EXERCISE AIM:
Copy the data word for word, keeping every line.

Pointing dataset excerpts
============
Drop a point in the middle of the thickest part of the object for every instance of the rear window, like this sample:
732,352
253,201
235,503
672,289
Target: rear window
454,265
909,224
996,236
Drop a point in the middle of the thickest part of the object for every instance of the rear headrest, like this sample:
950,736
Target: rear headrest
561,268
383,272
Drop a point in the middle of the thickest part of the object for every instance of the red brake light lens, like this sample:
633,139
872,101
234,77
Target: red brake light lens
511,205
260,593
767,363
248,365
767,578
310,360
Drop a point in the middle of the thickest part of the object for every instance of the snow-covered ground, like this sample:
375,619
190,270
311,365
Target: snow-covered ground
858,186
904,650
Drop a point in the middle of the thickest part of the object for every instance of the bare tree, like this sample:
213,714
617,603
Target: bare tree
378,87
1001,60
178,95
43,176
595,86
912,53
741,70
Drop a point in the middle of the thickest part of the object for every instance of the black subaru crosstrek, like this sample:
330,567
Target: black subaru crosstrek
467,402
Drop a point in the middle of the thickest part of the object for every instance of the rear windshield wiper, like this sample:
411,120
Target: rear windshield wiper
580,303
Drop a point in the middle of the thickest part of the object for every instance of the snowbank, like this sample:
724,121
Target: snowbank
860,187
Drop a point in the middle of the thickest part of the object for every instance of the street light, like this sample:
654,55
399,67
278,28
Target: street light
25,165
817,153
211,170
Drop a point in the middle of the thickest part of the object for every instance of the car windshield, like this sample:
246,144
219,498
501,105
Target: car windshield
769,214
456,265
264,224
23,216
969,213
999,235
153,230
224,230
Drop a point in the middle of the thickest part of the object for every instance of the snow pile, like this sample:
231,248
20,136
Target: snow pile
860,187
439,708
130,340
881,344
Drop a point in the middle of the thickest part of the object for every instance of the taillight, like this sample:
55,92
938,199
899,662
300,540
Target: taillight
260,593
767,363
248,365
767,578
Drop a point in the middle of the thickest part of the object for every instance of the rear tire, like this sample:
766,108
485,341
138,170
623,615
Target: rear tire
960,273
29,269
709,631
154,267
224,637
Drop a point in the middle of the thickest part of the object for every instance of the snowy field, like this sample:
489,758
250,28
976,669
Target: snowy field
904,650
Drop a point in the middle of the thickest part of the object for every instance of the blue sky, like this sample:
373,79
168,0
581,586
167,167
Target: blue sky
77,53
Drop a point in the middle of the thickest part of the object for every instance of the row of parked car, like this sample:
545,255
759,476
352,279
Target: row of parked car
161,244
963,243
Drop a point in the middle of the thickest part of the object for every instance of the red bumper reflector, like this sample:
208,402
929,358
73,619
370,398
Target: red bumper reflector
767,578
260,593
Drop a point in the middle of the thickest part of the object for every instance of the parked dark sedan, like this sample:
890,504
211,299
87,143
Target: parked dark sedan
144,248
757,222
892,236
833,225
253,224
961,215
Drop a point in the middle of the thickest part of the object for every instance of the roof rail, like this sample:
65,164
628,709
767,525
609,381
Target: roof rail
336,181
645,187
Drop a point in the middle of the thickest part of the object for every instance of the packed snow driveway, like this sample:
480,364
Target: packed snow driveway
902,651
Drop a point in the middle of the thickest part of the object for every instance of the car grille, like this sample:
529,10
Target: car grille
============
ANSWER BELOW:
Drop a point in the middle of the thickest part of the object for every instance of the rear window, like this sample:
732,352
253,201
235,503
672,289
Target: rear window
454,265
909,224
996,236
Drop a point in the middle of the thickest part of the object for every instance of the rear headrest, like this sample:
950,736
Target: rear headrest
561,268
383,272
Drop a point in the middle of the thickest part of the object for every instance of the red brake light lens, like this sample:
633,139
872,101
234,77
Target: red brake light lens
511,205
260,593
767,363
248,365
767,578
310,360
Drop a point in the middle of the thickest part of the object for every instance of the snow-covered ground, like this sample:
375,619
190,270
311,365
Target: snow-covered ground
858,186
904,650
Drop a point in the middle of the thickest part of the object for every instance of the bare tree, like this sample:
213,714
617,603
Target: bare tree
378,87
1001,60
178,95
43,176
595,86
912,53
741,70
Drop a point in the middle of the thickest part of the object for every instance of the black subaru crosstrek, like this sample:
330,567
Target: black subaru crosstrek
467,402
Drop a point in the middle of the thickest part of the object for every instance of the rear windshield wiper, like this sample:
411,120
Target: rear windshield wiper
580,303
Drop a point in the middle of the thickest part of the object for every instance of the snowbank, like this sample:
724,121
Target: snowbank
860,187
Drop a point in the middle of the thickest part of the object for every instance of the street light, like this sample:
654,55
399,67
278,28
Target: street light
25,165
817,153
211,170
Drop a point in the middle of the thickest part of the object for every instance of the car windshield, like this sample:
246,144
219,498
501,105
Target: car windshield
769,214
456,265
264,224
23,216
969,213
999,235
153,230
224,230
Drop a point in the middle of the thickest part of the object for every instance of the snow pile, like this sample:
231,248
20,136
Target: snow pile
860,187
439,708
130,340
881,344
Drop a point in the middle of the thickest part of the object for every instance of the taillight, like this sample:
55,92
938,199
899,662
300,540
Target: taillight
260,593
767,363
248,365
767,578
Drop a point in the middle of the thickest part of the object for every instance of the rear tire, like this sample:
766,108
485,341
138,170
623,615
Target: rear tire
960,273
29,269
709,631
154,267
224,637
Drop a point in the middle of the thickest part of the object for every instance of the snowy field, like this sample:
489,758
250,28
976,669
Target: snowy field
904,650
Drop a point in the middle of the thickest part of the object for every instance of the blue sky, like this sample:
373,79
168,0
581,586
167,167
Target: blue sky
77,53
Drop a point in the middle of the thickest part of the object for every instance of the row of parked car, like this sample:
545,255
759,476
352,279
Target: row of parked car
161,244
963,243
Drop a point in the middle of the thickest part of the object for every instance of the red bumper reflector, like this sample:
208,402
929,358
73,619
370,398
Target: red bumper reflector
767,578
260,593
Drop a point in the middle of the thickest part of the object for every instance of the parked dark sedan, like this sample:
890,504
211,299
87,143
Target: parked dark sedan
144,248
757,222
892,236
833,225
253,224
961,215
Drop a point in the middle of the thickest part of the object for every instance of the roof rail, like this sample:
65,164
628,709
767,525
609,381
Target: roof rail
336,181
645,187
Drop a point in the middle of the thickest part of the object for every instance of the packed snow driveway, like this sample:
480,364
Target: packed snow driveway
902,651
Drop a point in the middle of the thickest part of the object for every instance of the car grille, like this sample:
529,10
Target: car grille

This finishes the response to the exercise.